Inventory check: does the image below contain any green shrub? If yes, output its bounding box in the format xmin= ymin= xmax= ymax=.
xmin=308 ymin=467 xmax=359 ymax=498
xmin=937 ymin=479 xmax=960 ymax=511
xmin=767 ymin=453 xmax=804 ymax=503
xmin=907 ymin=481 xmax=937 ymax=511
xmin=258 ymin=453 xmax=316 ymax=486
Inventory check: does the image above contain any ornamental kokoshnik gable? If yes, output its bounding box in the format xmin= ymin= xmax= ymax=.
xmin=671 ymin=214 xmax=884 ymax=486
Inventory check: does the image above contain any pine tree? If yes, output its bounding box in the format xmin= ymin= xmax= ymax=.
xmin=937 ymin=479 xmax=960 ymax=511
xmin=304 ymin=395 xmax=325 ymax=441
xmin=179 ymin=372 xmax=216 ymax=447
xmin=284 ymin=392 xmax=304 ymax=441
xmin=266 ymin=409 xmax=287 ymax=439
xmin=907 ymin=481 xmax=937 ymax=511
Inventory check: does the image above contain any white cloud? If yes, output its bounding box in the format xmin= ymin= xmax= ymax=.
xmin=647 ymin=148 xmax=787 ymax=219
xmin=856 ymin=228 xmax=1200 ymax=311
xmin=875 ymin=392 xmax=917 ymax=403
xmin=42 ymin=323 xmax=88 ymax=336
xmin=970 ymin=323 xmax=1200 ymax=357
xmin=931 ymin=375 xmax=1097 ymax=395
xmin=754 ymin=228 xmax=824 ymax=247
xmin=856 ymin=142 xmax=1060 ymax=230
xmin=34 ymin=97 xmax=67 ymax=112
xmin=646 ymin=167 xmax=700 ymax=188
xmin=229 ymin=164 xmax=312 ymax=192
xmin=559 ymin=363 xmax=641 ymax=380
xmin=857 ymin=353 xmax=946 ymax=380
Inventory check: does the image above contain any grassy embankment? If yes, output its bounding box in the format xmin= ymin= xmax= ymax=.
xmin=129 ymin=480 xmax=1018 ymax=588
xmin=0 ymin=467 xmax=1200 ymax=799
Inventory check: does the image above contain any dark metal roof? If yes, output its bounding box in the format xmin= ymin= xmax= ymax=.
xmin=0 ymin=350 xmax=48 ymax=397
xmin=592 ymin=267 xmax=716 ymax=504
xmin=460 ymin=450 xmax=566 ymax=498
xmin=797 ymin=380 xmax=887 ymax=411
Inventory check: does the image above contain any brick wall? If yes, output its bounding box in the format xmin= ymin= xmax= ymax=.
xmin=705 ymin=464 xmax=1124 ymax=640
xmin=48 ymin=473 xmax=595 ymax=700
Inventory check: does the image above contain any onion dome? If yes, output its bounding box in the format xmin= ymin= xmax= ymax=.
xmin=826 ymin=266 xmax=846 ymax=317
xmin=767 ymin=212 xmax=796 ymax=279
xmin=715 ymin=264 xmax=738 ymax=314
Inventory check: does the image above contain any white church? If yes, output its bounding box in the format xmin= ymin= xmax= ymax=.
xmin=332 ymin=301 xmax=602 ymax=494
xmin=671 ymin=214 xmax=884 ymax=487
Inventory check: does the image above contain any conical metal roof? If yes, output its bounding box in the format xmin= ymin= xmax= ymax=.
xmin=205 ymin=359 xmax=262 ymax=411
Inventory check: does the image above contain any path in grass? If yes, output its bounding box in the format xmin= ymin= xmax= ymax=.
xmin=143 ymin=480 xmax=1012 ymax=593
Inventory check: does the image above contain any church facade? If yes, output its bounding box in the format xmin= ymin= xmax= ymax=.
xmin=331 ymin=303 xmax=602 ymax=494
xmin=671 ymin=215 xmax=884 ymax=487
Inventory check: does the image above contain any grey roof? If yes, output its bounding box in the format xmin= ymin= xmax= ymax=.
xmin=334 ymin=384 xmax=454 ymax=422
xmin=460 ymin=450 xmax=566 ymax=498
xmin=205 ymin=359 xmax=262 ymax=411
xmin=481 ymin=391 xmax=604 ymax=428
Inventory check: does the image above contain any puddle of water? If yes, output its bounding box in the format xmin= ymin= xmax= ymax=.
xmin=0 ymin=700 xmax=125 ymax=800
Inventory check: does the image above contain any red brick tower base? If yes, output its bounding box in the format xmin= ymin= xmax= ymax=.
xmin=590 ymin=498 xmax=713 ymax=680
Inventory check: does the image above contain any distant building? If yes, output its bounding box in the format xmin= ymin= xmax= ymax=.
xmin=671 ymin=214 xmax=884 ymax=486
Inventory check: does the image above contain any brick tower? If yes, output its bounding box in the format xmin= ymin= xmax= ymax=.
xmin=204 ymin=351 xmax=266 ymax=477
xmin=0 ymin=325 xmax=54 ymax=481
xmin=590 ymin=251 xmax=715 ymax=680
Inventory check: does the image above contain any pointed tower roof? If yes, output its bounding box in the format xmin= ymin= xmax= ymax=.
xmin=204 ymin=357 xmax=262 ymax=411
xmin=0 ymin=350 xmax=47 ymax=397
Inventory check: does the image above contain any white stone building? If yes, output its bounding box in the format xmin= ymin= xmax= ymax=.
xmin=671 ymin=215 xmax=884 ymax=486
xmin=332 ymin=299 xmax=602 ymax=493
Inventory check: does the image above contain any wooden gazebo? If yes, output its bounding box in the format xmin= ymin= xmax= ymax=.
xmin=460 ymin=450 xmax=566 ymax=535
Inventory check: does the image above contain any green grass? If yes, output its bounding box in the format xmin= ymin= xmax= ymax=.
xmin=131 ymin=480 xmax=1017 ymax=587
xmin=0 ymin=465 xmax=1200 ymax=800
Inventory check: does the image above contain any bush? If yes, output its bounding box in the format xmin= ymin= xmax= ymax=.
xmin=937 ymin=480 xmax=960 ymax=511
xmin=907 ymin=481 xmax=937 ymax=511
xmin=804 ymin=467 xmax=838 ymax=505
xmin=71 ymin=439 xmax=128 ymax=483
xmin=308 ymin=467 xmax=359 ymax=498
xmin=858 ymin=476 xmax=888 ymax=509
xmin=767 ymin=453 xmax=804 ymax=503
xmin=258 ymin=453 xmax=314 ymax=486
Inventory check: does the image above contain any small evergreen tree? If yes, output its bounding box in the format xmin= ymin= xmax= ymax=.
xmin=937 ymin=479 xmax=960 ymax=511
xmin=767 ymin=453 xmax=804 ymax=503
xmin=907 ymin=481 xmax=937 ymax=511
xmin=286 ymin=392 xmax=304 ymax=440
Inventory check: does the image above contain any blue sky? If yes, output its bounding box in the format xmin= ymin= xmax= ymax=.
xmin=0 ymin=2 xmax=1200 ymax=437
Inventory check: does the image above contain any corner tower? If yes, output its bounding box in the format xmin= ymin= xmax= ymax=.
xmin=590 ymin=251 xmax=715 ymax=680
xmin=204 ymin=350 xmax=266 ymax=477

→ What is required
Which lines of the records above contain the string "metal"? Pull out each one in full, counting only matches with the same case.

→ Expected output
Inventory check: does the image above contain any dark metal roof? If yes, output its bounding box in the format xmin= ymin= xmax= ymax=.
Inventory check: does the image above contain any conical metal roof? If yes, output its bounding box in the format xmin= ymin= xmax= ymax=.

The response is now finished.